## The task
Decide whether each statement agrees with the forum thread, answering yes or no and quoting the deciding words: 1. badcompany expects to be home late Saturday night. 2. GaBuckSlammer denies what hound dog said. 3. alligood729 hopes to arrive around noon.
>> start Excerpt provided
Awwww Bear, come on now, this might be your chance to get that signed dollar back from Jody!


----------



## hound dog (Jul 8, 2011)

GaBuckSlammer said:


> Awwww Bear, come on now, this might be your chance to get that signed dollar back from Jody!



Got yours too. Lol.


----------



## GaBuckSlammer (Jul 8, 2011)

Tis true, I shalt not deny!   


The way I shot that day,  ,  I might as well have passed it over before we even started.

You  us pretty good!


----------



## alligood729 (Jul 8, 2011)

badcompany said:


> Going to be one tired dude after this weekend. Should be home late Saturday night to come to R.A.C. for the shoot.



Me too brother....not leaving the beach til tomorrow, and want to be there early before it gets too hot! Hope to be there around 10 or so, maybe before.


----------



## GaBuckSlammer (Jul 8, 2011)
>> end Excerpt provided
>> start Provided records
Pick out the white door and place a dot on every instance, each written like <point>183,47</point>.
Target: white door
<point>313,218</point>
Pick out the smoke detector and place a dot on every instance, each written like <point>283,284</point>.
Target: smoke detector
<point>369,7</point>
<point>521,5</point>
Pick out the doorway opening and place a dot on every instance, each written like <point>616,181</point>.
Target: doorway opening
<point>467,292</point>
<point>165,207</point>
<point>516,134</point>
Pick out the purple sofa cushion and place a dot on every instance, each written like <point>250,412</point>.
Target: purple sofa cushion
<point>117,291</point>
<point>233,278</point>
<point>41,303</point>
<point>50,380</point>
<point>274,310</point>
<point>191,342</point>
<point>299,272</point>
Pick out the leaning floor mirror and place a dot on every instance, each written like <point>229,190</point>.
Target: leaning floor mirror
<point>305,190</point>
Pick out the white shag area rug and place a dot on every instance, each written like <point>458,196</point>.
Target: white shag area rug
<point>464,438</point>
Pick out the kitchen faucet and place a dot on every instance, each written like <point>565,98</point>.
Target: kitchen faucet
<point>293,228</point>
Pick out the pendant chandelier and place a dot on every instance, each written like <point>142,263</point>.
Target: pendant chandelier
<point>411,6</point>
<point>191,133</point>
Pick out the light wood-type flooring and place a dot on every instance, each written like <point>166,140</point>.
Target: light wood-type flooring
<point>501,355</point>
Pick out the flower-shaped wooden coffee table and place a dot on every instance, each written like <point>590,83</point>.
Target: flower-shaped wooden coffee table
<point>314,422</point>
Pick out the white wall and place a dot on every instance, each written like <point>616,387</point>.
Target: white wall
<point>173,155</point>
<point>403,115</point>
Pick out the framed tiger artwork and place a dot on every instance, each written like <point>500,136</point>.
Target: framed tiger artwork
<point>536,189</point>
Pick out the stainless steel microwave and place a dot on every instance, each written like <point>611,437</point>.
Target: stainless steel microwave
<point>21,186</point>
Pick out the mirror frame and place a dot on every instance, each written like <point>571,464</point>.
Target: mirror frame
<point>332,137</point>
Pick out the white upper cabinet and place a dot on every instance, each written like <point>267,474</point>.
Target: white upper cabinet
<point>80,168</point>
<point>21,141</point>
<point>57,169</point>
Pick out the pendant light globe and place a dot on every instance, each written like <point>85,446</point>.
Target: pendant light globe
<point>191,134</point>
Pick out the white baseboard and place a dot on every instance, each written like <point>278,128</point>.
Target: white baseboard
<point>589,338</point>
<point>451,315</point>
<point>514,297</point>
>> end Provided records
## Final result
1. Yes: "Should be home late Saturday night to come to R.A.C. for the shoot."
2. No: "Tis true, I shalt not deny!"
3. No: "Hope to be there around 10 or so, maybe before."